* **Text shown**:
begin
Mark 11:12-14 (NKJV), “Now the next day, when they had come out from Bethany, He was hungry. And seeing from afar a fig tree having leaves, He went to see if perhaps He would find something on it. When He came to it, He found nothing but leaves, for it was not the season for figs. 14 In response Jesus said to it, ‘Let no one eat fruit from you ever again.’ And His disciples heard it.”

1) We were made to bear fruit

In many ways, the Bible uses the metaphor of trees to represent us as humans. In the passage from Mark 11, Christ goes to a fig tree that is not in season and seeks to eat fruit from it. Despite its show of leaves, Jesus is disappointed by the tree--because it doesn’t have any fruit at all. In response, Christ curses the tree, and later in the chapter, we see that the tree has withered and died. What is going on here?
end
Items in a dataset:
begin
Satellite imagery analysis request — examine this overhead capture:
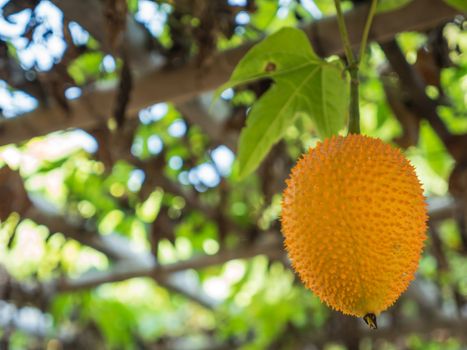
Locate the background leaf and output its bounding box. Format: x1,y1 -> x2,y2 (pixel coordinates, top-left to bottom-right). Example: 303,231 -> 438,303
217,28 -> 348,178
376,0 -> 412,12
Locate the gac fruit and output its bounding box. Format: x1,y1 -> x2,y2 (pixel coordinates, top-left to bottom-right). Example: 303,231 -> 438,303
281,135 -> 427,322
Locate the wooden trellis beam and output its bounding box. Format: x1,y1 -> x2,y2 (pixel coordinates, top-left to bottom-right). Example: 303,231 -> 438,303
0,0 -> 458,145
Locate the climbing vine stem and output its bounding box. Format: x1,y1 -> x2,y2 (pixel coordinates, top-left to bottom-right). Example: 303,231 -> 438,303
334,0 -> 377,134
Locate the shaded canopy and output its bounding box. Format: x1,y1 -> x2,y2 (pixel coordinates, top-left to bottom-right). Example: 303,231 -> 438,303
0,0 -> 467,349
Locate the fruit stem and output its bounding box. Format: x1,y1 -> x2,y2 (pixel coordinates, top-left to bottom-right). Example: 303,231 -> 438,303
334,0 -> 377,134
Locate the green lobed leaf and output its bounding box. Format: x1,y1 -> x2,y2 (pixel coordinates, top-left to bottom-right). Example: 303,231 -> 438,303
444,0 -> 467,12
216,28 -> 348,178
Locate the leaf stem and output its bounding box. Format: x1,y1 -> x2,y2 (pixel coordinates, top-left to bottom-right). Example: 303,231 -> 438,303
end
* **Task details**: In the text about the fig tree, what happens to the tree later in the chapter after Christ curses it?

* **Answer to the problem**: It withers and dies.